» Given information:
· · ·

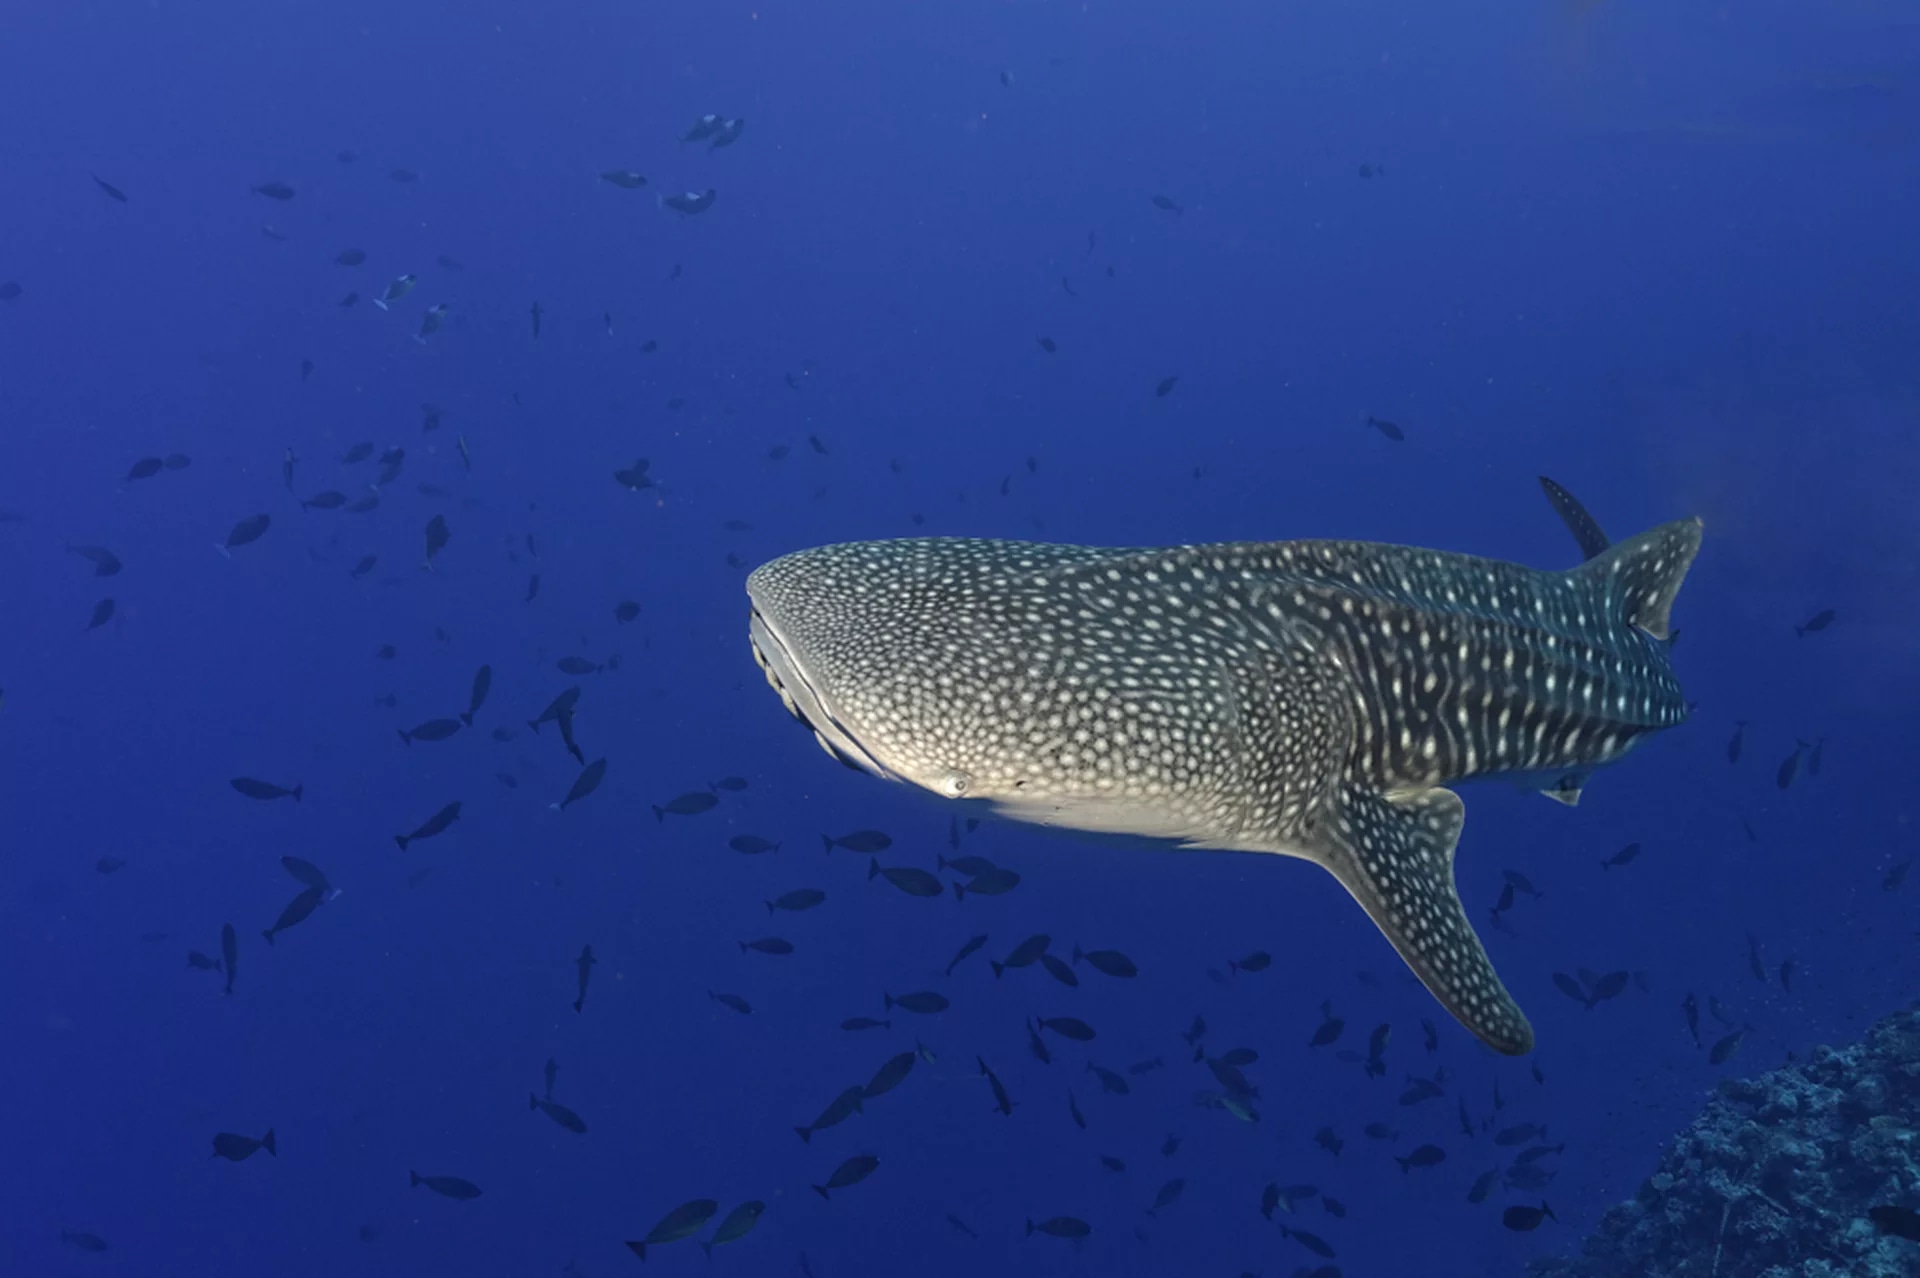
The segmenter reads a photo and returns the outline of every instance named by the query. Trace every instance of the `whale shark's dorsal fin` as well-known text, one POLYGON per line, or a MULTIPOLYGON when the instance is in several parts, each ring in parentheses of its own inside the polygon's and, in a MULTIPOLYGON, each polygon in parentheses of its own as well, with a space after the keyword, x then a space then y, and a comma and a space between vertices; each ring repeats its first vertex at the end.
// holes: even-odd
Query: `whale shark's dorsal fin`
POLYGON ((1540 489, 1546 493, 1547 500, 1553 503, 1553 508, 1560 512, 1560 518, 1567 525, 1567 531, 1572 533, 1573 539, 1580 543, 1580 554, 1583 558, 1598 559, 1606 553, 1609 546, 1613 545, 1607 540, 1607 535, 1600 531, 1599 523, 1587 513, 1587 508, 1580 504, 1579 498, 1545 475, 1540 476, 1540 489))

· · ·

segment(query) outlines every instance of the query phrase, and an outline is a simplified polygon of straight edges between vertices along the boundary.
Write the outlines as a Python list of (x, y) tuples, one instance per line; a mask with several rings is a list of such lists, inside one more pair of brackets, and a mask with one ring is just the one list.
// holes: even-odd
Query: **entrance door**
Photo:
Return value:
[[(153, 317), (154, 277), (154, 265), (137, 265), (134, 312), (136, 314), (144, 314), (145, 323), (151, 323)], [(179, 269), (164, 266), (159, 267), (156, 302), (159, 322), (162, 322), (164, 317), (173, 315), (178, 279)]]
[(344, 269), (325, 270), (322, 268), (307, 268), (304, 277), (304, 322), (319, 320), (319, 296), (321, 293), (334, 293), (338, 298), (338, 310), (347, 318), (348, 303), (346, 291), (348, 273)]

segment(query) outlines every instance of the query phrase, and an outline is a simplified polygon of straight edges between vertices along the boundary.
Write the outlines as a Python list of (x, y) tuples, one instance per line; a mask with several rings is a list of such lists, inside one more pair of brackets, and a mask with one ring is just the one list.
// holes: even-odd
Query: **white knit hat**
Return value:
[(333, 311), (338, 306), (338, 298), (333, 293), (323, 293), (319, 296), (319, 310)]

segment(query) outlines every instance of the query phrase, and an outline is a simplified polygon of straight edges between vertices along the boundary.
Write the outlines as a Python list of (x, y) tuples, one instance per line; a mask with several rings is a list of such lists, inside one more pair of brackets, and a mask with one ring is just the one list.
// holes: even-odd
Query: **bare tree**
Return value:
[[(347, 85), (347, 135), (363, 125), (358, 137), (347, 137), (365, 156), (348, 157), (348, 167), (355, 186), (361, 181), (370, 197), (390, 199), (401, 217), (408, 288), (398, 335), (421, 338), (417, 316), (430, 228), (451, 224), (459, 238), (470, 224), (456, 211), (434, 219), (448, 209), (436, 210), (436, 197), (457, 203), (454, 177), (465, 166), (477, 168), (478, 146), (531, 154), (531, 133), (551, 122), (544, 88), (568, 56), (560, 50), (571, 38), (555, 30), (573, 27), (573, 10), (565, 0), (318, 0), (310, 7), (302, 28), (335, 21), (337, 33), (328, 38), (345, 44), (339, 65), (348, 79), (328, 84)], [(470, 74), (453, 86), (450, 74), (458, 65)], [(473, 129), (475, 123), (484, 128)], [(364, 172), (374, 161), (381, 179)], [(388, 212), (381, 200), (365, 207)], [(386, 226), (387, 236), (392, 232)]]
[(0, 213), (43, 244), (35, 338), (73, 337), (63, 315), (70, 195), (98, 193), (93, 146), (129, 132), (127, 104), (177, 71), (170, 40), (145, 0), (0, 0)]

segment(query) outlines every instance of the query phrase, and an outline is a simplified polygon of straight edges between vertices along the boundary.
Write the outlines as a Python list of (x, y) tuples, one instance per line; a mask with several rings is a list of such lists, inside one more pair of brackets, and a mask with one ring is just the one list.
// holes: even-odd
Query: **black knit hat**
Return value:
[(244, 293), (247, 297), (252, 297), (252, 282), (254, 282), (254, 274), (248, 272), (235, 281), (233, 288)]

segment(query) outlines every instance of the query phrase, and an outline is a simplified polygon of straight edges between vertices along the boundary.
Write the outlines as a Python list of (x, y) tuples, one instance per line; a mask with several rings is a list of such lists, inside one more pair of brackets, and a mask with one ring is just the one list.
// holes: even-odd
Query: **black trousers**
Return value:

· · ·

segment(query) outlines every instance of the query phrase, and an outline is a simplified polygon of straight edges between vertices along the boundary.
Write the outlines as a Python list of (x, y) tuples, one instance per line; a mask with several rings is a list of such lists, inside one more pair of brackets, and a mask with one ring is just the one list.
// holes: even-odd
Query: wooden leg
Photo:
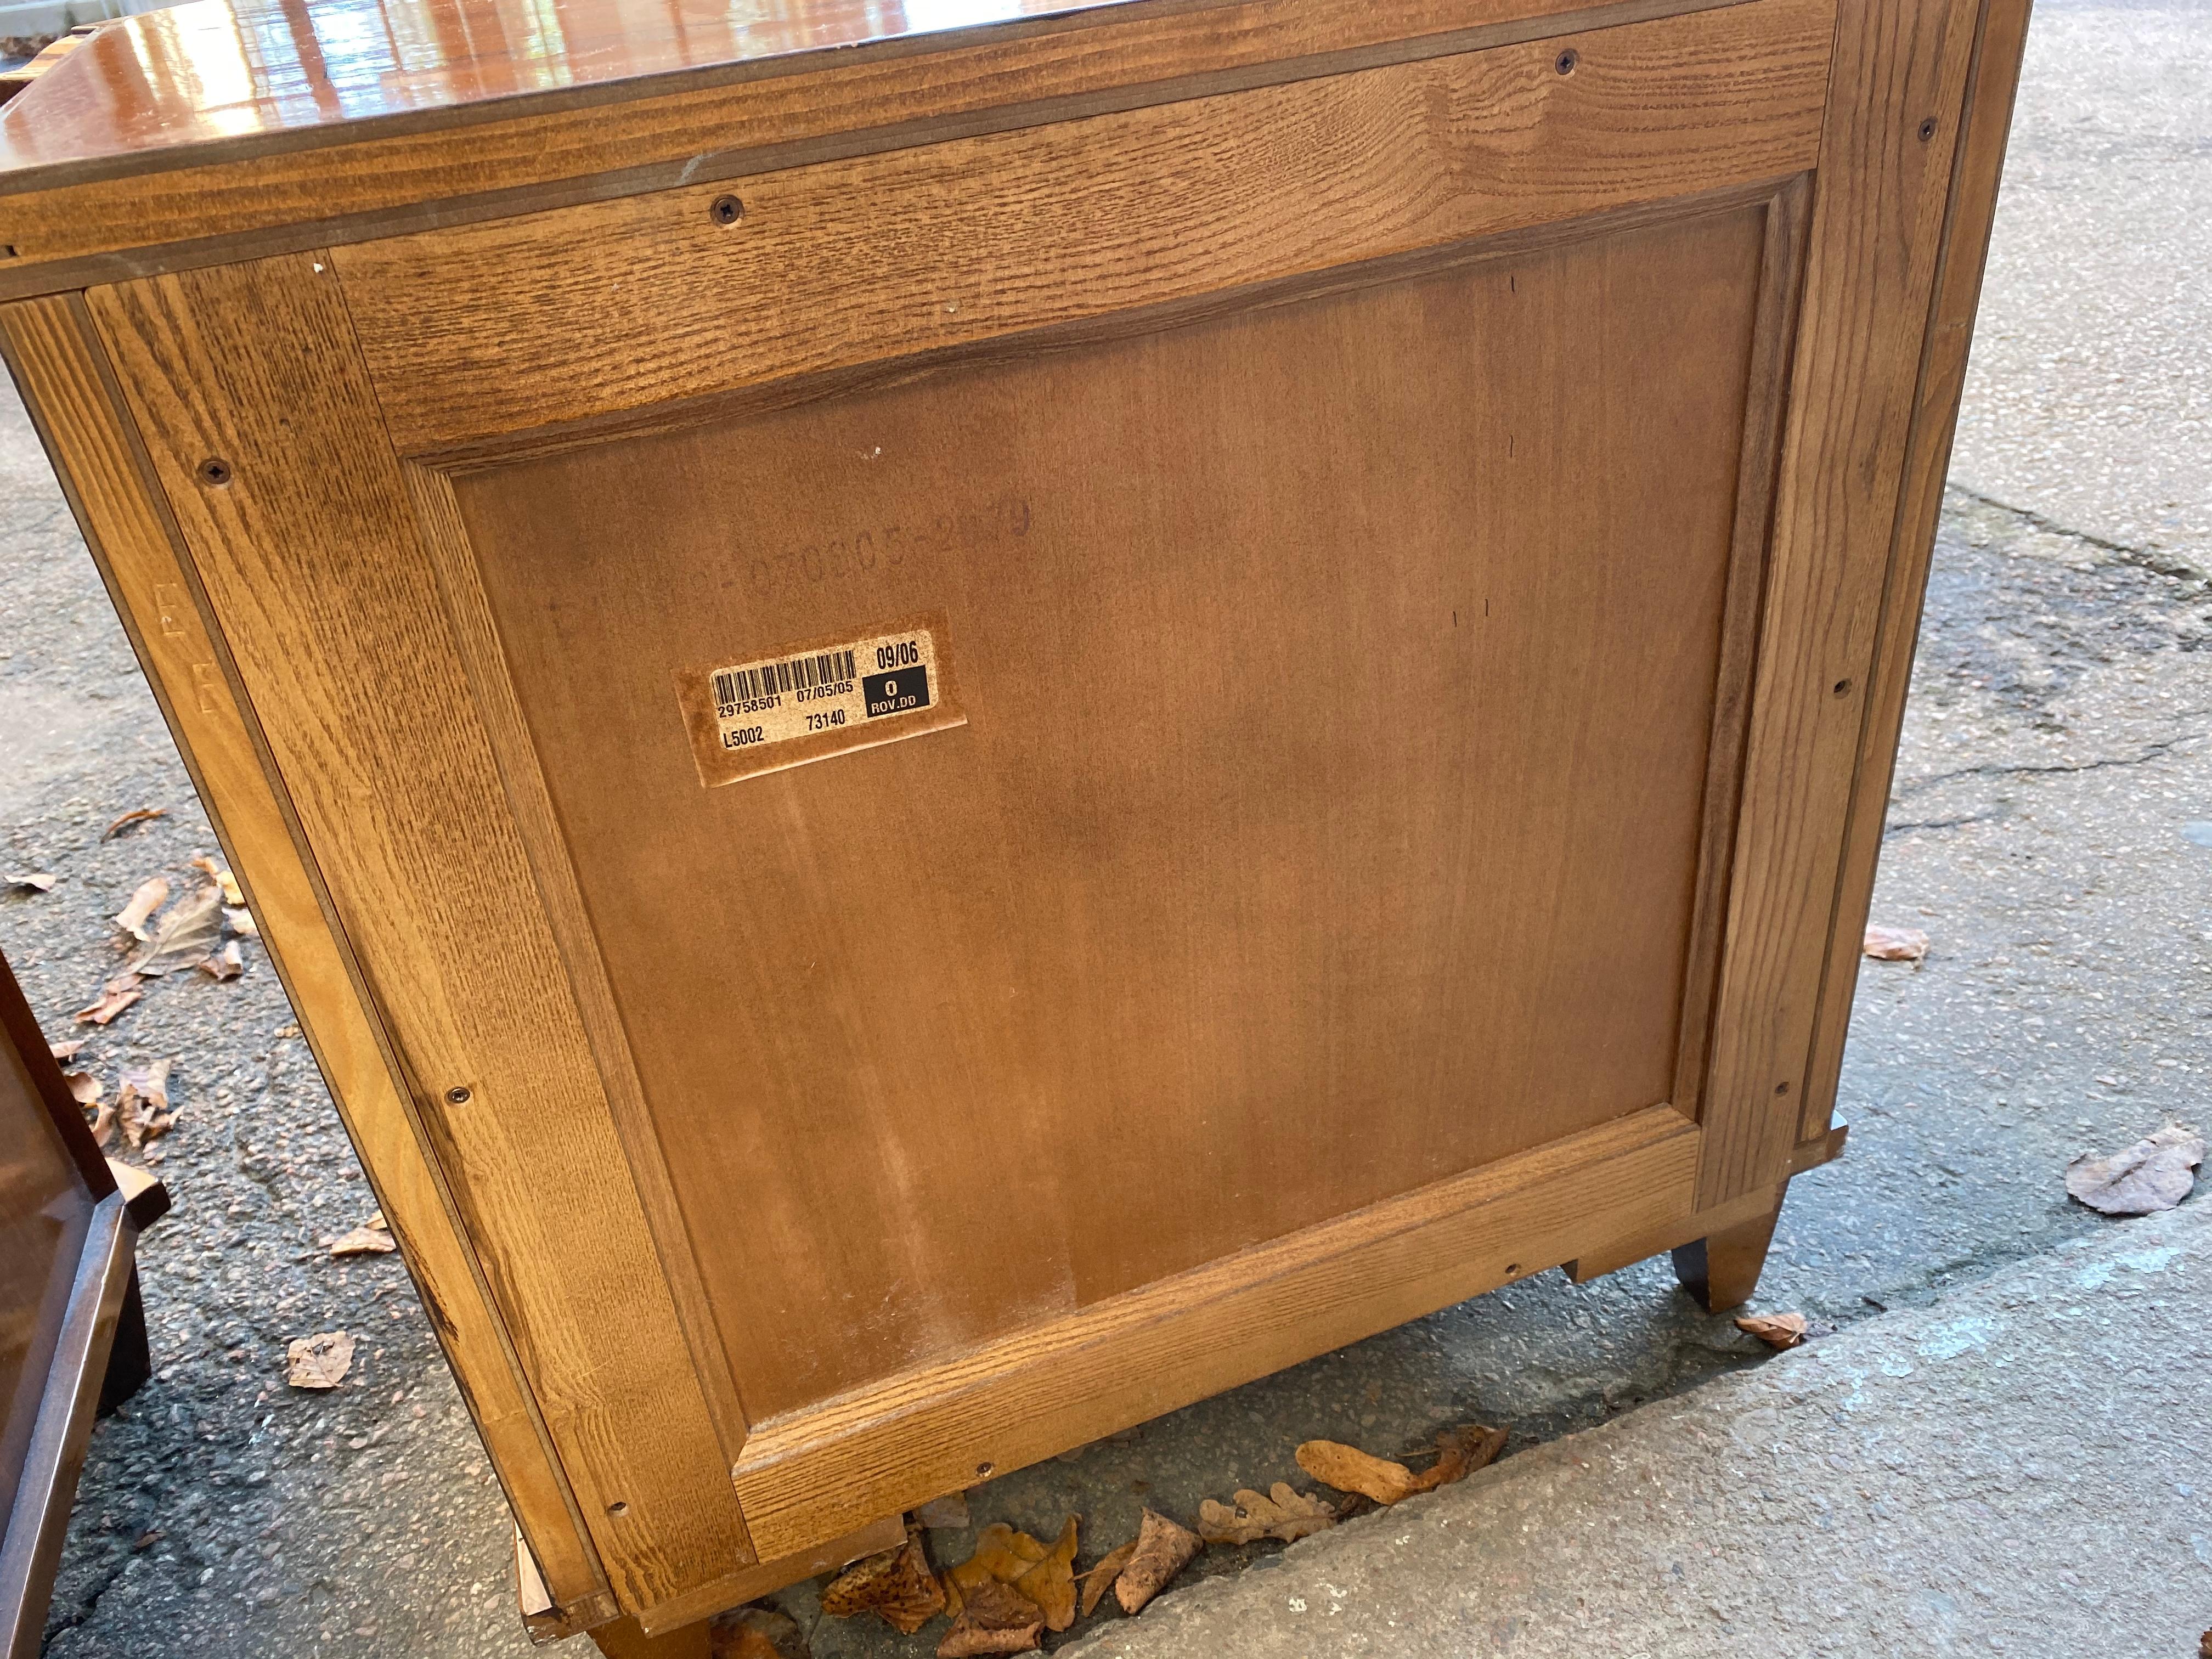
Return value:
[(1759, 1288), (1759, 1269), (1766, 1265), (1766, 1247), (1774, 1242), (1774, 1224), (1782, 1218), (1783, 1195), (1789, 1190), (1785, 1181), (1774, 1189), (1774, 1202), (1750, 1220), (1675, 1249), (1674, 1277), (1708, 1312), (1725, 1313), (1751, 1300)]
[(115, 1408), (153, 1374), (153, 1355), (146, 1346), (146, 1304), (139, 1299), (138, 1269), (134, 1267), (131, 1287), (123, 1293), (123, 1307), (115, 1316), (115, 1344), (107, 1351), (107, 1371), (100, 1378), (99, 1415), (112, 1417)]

· · ·

Whenever the word "knit" occurs in a line of the records, that line counts once; state the total alone.

» Reply:
2